_Written exercise 1_:
Summarize the case notes in two sentences.
_Written exercise 2_:
Write out the stretch of the case notes from "19 Apr 2010 -  Rec’d" through "fax to cco.".

_Text passage_:
19 Apr 2010 -  Rec’d call from Nizar Manji re says cannot possibly owe that kind of money. He will look for copy of his return for 2008 and fax to cco.

 

19 Apr 2010 - Rec’d working copy of returning [sic] showing 36% rebate on rental property, line 111 for $44,728.43 which was not accepted in the processing of the return as appears he did not send the rebate form with it. Per Business Windows, the form he needs is GST 524. Directed him to the website to complete and fax the form to cco.

 

28 April 2010 - Disc w/director how to send in amd’d return with required documentation as cco will be away for 6 wks.

 

23 Aug 2010 - GST 524 printed and faxed to director at his request.

 

07 Sep 2010 - Nizar Manji called, requires GST 525.

 

08 Sep 2010 – faxed GST 525 to Nizar Manji. Once completed debt should be resolved.

 

01 Oct 2010 – Rec’d vm from Nizar Manji requesting info in how to fill out forms. CB left business windows tel # with person answering and asked to adv Mr Manji that they can answer his questions.

 

01 Nov 2010 – LMTC for Nizar Manji. f/up on GST 525 which should eliminate this debt.

_Record excerpts_:
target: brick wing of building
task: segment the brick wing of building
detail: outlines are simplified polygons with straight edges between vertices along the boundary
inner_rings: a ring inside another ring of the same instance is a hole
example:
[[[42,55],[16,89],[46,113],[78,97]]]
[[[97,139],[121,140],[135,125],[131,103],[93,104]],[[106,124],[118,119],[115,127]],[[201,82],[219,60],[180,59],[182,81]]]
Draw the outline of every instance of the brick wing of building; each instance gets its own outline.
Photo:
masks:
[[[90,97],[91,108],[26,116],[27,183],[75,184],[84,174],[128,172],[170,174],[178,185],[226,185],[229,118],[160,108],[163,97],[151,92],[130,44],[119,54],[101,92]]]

_Finished answer 1_:
Nizar Manji disputed owing the money and sent a working copy of his return showing a 36% rebate on rental property of $44,728.43, which was not accepted in processing apparently because he did not send the rebate form with it. GST 524 was later faxed to the director and GST 525 to Nizar Manji, and the notes state that completing GST 525 should eliminate the debt.

_Finished answer 2_:
19 Apr 2010 -  Rec’d call from Nizar Manji re says cannot possibly owe that kind of money. He will look for copy of his return for 2008 and fax to cco.